GIVEN REQUEST: Write every entry out again exactly, please, and skip the pictures.

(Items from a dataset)
+ + +
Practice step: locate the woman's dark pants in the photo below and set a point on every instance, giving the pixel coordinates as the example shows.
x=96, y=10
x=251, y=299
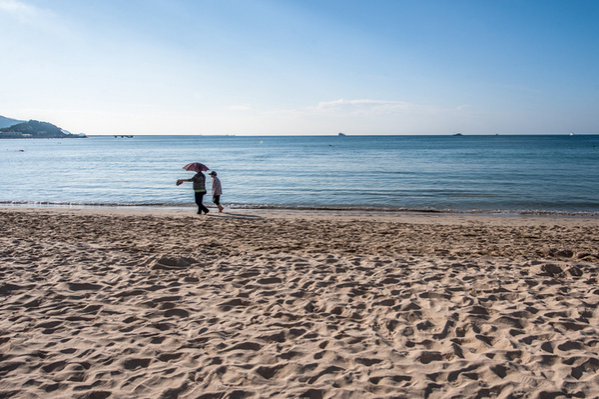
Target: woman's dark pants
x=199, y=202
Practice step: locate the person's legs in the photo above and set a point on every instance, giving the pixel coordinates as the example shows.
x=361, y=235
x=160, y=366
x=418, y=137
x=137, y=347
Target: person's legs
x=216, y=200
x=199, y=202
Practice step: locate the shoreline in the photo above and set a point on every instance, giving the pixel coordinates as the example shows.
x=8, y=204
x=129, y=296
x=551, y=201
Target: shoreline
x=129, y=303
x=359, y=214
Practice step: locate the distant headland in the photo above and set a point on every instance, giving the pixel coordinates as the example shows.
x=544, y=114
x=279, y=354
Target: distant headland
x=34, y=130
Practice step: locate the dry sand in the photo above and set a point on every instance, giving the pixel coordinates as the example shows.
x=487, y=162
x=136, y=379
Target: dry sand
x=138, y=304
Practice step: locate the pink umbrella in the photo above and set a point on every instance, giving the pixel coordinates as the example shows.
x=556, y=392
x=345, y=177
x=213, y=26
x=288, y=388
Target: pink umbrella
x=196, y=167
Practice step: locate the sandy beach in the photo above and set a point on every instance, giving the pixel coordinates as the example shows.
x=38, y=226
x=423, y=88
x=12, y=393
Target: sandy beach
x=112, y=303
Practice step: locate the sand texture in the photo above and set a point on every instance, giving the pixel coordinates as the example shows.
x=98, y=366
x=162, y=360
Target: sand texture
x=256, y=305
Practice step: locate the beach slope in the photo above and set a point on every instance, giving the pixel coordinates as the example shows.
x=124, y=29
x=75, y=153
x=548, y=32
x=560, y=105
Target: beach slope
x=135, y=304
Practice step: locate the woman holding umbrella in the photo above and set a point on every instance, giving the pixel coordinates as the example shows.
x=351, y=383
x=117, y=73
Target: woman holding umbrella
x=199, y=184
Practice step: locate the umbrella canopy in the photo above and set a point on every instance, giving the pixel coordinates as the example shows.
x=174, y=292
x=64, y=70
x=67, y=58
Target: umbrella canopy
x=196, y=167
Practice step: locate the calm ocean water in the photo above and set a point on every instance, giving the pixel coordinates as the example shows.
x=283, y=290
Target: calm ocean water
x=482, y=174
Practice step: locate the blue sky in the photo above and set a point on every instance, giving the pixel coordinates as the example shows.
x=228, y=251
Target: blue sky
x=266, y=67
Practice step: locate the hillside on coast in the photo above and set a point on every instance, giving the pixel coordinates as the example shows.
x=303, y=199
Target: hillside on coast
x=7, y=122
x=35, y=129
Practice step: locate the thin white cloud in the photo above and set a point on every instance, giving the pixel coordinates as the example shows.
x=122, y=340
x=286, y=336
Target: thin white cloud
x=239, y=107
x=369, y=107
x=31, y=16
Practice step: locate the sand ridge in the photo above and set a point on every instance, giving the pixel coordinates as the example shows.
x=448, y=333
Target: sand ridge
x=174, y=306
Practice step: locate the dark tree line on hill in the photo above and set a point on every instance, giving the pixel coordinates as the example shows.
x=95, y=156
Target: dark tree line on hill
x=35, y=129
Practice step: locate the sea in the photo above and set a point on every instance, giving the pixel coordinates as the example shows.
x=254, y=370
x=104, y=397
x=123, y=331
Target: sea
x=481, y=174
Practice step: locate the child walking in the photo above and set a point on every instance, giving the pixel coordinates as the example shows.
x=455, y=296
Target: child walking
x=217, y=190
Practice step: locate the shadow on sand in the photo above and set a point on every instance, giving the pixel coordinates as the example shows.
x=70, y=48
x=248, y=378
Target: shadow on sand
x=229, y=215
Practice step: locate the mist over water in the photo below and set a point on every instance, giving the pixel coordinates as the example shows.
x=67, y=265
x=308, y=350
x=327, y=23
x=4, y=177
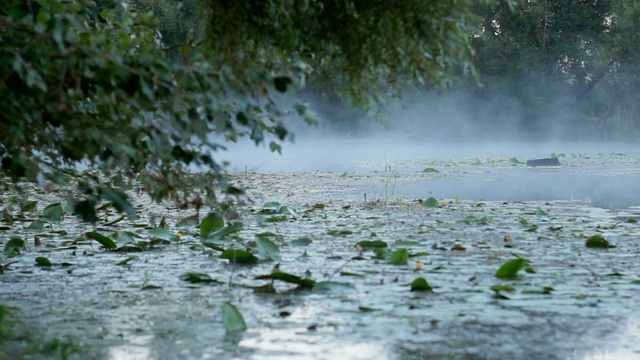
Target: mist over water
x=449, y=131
+ + +
FULL RESPONSE:
Practice step: locate the woman's dark pants in the photo below and set a point on every instance, giving the pixel coordinates as the example shows.
x=96, y=10
x=251, y=299
Target: woman's dark pants
x=199, y=202
Practice step: locate the person's legs in the photo above and set a point on every instance, giving the pixel coordinates as the example shows.
x=361, y=235
x=160, y=366
x=418, y=137
x=137, y=347
Target: person's legs
x=216, y=200
x=199, y=202
Practice step: locate the shoreline in the photo above and set a point on every instance, giving the pixel coordinates as the example shows.
x=8, y=204
x=129, y=296
x=551, y=201
Target: shoreline
x=129, y=303
x=359, y=214
Practice step: locate the distant headland in the photo above and set a point on every instance, giving the pixel coordinates as the example shows.
x=544, y=114
x=279, y=354
Target: distant headland
x=34, y=130
Practice step: locate the dry sand in the photo above and set a point on every instance, giving the pixel coordinates as the example shows.
x=487, y=162
x=136, y=379
Target: dry sand
x=138, y=304
Practice step: locate the pink umbrella in the photo above and set a point on every instance, giving the pixel coordinates as the example shows.
x=556, y=392
x=345, y=177
x=213, y=26
x=288, y=388
Target: pink umbrella
x=196, y=167
Practice step: locate the sandy beach in the photo above and set a point on every instance, giving the pixel coordinates as the example shows.
x=38, y=226
x=423, y=88
x=12, y=393
Target: sandy beach
x=112, y=303
Practice step: locate the sand texture in the photo above and set a point on every instance, giving the pixel coordinates as the example shows.
x=98, y=366
x=162, y=360
Target: sand texture
x=256, y=305
Practice step: locate the beach slope in the photo above and set a point on every instance, giving the pixel coordinates as the example shows.
x=124, y=29
x=75, y=153
x=548, y=32
x=560, y=105
Target: beach slope
x=135, y=304
Practice step: locate the woman holding umbrella in the photo above and set a point on every instance, giving the pixel coordinates as the example shows.
x=351, y=383
x=117, y=73
Target: woman holding umbrella
x=199, y=184
Practice step: locate the umbrella canopy in the photo above and set a point on every instance, giving the pixel coordinates as the example shows.
x=174, y=292
x=64, y=70
x=67, y=58
Target: umbrella canopy
x=196, y=167
Practice step: locate the calm ocean water in the photo above and set a point on every instance, giving the pixel coordinates as the example shows.
x=283, y=290
Target: calm ocean water
x=482, y=174
Practice step: locate the blue sky in the photo above and set a point on every instance, giving the pixel coordinates as the example shows.
x=228, y=251
Target: blue sky
x=266, y=67
Practice step: locate the hillside on coast in the photo above and set a point on every instance, giving the pixel coordinates as the example shows.
x=303, y=199
Target: hillside on coast
x=7, y=122
x=35, y=129
Practice step: locate the thin white cloud in the photo above and set a point on every instance, giving the pixel coordinates as the example shows.
x=122, y=340
x=286, y=336
Target: thin white cloud
x=239, y=107
x=369, y=107
x=31, y=16
Practice step: locate the sand ridge in the photo above and set a point on every instance, giving the pixel coordinates as the example shows.
x=448, y=333
Target: sand ridge
x=174, y=306
Practice step: locate the dark tree line on hill in the photo above and set a point on every instance, giving the pixel coordinates as the example shows.
x=95, y=156
Target: dark tree line on hill
x=35, y=129
Practice step: locate the sea in the photo above and set a point on every instance, giving the pixel coordinates as the example shows.
x=254, y=370
x=104, y=397
x=123, y=331
Target: sea
x=481, y=174
Practice step: locate the child walking in the photo above and set a point on every instance, giving the pixel coordinates as the example shows.
x=455, y=296
Target: child walking
x=217, y=190
Practice step: locate the shadow on sand in the photo above and set a point on every instance, giving the pixel coordinates as the example shows.
x=70, y=48
x=248, y=378
Target: shadow on sand
x=229, y=215
Practice step: locate the mist over water in the photo below and set a point on every instance, giving the pixel coordinates as the example shows.
x=67, y=265
x=308, y=350
x=327, y=23
x=4, y=177
Target: mist over water
x=449, y=131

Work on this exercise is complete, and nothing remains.